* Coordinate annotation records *
** Begin **
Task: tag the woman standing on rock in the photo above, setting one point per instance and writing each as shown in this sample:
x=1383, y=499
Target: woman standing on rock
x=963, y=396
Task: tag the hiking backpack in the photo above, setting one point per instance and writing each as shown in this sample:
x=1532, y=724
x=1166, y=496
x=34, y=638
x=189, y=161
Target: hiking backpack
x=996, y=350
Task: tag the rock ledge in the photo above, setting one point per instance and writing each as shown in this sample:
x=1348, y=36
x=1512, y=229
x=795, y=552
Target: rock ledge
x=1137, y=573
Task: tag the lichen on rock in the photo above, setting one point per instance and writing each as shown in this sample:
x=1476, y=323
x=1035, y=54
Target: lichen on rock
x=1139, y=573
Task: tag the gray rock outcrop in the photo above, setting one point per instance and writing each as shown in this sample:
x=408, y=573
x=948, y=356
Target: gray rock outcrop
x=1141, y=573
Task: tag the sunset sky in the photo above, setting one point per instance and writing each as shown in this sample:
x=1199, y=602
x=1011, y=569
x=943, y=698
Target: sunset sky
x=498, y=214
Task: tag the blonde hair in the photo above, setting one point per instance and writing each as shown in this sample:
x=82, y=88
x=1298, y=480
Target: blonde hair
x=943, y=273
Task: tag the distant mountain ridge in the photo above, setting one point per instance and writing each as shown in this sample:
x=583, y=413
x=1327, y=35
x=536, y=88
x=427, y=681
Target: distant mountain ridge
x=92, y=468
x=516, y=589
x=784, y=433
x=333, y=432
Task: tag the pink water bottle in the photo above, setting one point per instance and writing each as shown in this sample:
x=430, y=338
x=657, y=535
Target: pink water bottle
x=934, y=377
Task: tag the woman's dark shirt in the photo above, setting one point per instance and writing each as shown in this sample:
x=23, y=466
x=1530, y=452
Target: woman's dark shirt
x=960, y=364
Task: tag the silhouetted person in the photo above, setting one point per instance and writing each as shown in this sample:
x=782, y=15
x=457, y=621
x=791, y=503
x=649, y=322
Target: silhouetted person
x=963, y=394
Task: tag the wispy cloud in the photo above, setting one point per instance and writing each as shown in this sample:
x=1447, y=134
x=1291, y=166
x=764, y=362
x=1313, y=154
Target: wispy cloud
** End **
* THE TASK *
Update all of the data above by changing each "setting" to "placing" and leaving everything else as it is.

* FULL SOLUTION *
Task: tag the woman standing on rock in the photo above, placing one point per instance and writing each as shown in this sample:
x=1383, y=499
Target: woman standing on rock
x=963, y=396
Task: tag the hiking backpack in the photo above, placing one point per instance and writing each as shown in this sample:
x=1532, y=724
x=1166, y=496
x=34, y=638
x=189, y=161
Target: hiking backpack
x=996, y=350
Task: tag the rock ledge in the photo above, placing one point per instance and writing each as shown in this sample:
x=1348, y=36
x=1512, y=229
x=795, y=552
Target: rock ledge
x=1137, y=573
Task: tag the lichen on rock in the photo above, placing one point per instance and writing each as shown in this sample:
x=1476, y=323
x=1035, y=54
Target: lichen on rock
x=1139, y=573
Task: tag the gray rock outcrop in the photo above, placing one point per instance and writing each as shown in this sample:
x=408, y=573
x=948, y=356
Target: gray rock outcrop
x=1141, y=573
Task: tag the sunset sky in the photo above, placing one point per instance and writing each as shown in this sample:
x=1199, y=602
x=1011, y=569
x=943, y=698
Target: sunset sky
x=498, y=214
Task: tag the blonde hair in the photo above, placing one point per instance and writing each as shown in this sample:
x=82, y=88
x=1298, y=480
Target: blonde hair
x=943, y=273
Task: tag the distant mountain ridge in the photo above, placing one point per instance and writing each as shown in this sample:
x=583, y=413
x=1327, y=35
x=536, y=88
x=427, y=681
Target: distant mountain ridge
x=92, y=468
x=516, y=589
x=784, y=433
x=333, y=432
Task: tag the pink water bottle in the photo above, placing one point per instance and writing each as shown in this sample:
x=430, y=338
x=657, y=535
Target: pink water bottle
x=934, y=377
Task: tag the woman's dark shirt in the photo above, placing one point per instance and writing each as shown in this sample:
x=23, y=466
x=1530, y=452
Target: woman's dark shirt
x=960, y=364
Task: tag the silhouetted person in the photo above, placing one point per instance and writing each as shown in this sample:
x=782, y=15
x=457, y=621
x=791, y=503
x=649, y=322
Target: silhouetted person
x=963, y=394
Task: tag the wispy cloud in the photo above, placing one point per instance and writing each as shown in this sample:
x=1447, y=134
x=1291, y=166
x=764, y=362
x=1313, y=154
Target: wispy cloud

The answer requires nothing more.